_Your task_: Rewrite the listing below, replacing every "It would be great if you could detect" with "Please locate" and keeping everything else unchanged.

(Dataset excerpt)
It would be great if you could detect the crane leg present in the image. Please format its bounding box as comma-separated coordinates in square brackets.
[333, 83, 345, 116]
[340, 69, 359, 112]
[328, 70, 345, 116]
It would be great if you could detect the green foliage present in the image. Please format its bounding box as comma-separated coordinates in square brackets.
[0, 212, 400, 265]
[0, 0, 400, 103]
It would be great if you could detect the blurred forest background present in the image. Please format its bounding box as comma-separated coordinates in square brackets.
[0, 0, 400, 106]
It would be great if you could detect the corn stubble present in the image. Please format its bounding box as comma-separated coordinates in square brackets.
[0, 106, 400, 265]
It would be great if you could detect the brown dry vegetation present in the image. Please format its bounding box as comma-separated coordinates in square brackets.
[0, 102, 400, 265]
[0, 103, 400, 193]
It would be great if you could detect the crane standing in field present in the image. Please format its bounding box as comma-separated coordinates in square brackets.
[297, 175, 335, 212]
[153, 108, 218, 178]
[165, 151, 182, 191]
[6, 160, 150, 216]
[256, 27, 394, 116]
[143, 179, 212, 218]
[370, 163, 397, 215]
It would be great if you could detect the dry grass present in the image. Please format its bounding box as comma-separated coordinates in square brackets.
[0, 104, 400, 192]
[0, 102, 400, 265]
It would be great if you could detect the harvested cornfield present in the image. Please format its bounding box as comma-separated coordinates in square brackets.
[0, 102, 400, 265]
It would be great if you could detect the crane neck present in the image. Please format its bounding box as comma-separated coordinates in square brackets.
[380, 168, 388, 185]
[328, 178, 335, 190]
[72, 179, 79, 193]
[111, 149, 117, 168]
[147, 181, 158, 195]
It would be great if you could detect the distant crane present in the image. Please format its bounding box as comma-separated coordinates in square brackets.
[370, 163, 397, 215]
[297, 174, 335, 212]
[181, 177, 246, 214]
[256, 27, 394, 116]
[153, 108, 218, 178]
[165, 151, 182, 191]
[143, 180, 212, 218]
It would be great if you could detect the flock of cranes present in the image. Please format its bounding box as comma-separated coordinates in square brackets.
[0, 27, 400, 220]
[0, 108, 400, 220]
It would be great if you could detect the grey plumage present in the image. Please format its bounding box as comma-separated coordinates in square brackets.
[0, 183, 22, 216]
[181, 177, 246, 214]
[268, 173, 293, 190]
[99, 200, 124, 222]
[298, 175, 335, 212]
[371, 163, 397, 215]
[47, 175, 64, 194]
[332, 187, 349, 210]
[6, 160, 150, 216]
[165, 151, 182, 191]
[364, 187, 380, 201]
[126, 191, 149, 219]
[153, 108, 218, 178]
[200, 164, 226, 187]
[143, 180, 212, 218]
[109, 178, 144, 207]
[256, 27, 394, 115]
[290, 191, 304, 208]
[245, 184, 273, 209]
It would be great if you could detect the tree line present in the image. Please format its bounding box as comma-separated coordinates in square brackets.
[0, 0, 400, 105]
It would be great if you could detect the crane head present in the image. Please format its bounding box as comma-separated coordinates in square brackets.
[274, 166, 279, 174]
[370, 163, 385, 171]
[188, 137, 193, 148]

_Answer to this task_:
Please locate the crane leg present in the image. Please format its bounding box as comma-separated coordinates in square brackets.
[333, 83, 345, 116]
[340, 69, 359, 112]
[328, 70, 345, 116]
Please locate the green foliage present in the image. Please format its bounding box as comma-separated coordinates in square brackets.
[0, 212, 400, 265]
[0, 0, 400, 103]
Please locate the blurred forest background present in the image. Please format its bounding box as comma-separated coordinates in square brackets.
[0, 0, 400, 106]
Please locate the corn stubble present in the image. Please format its bounding box as comma-separated coordinates in square brackets.
[0, 106, 400, 265]
Please locate the brown dry vegetation present in the image. Please format its bounding box as comma-separated coordinates in square brackets.
[0, 102, 400, 265]
[0, 103, 400, 193]
Please locate the crane standing in field present in the image. Please format its bounding box as comma-separated coordinates in square brackets.
[297, 175, 335, 212]
[153, 108, 218, 178]
[165, 151, 182, 191]
[6, 160, 150, 216]
[256, 27, 394, 116]
[143, 179, 212, 218]
[370, 163, 397, 215]
Please locate the dry grass present in the image. Please format its bounding box as comma-separated coordinates in square brackets.
[0, 104, 400, 192]
[0, 102, 400, 265]
Please locate the harvested cornfield present in the image. Please format its bounding box as comma-separated coordinates in square brackets.
[0, 102, 400, 265]
Please locate the crane neck present in the image. Please format its bounding box as comma-separated coordinates in square brackets.
[380, 168, 388, 185]
[328, 178, 335, 190]
[72, 179, 79, 193]
[111, 149, 117, 168]
[147, 181, 158, 195]
Please locate the distant crane present in the image. Please format its bounding box as comma-separated coordinates in square brackets.
[370, 163, 397, 215]
[297, 174, 335, 212]
[181, 177, 246, 214]
[256, 27, 394, 116]
[153, 108, 218, 178]
[165, 151, 182, 191]
[143, 180, 212, 218]
Please locate the flock of cranes present in the image. Please format its bounding box as comma-separated coordinates in square brackets.
[0, 27, 400, 220]
[0, 108, 400, 220]
Please locate the grey plumage present in the image. Please format its bounding box as comma-separated coordinates in square brackets.
[0, 183, 22, 216]
[181, 177, 246, 214]
[268, 173, 293, 190]
[99, 200, 124, 222]
[298, 175, 335, 212]
[371, 163, 397, 215]
[47, 175, 64, 194]
[332, 187, 349, 210]
[6, 160, 150, 216]
[165, 151, 182, 191]
[364, 187, 380, 201]
[126, 191, 149, 219]
[153, 108, 218, 178]
[200, 164, 226, 187]
[143, 180, 212, 218]
[109, 178, 144, 207]
[256, 27, 394, 115]
[290, 191, 304, 208]
[245, 184, 273, 209]
Please locate the tree line present in the image. Please format its bounding box as comma-separated coordinates in square brackets.
[0, 0, 400, 105]
Please locate the crane head present in the image. Please format its bounding box as comma-separated coordinates in square brackets.
[274, 166, 279, 174]
[370, 163, 385, 171]
[188, 137, 193, 148]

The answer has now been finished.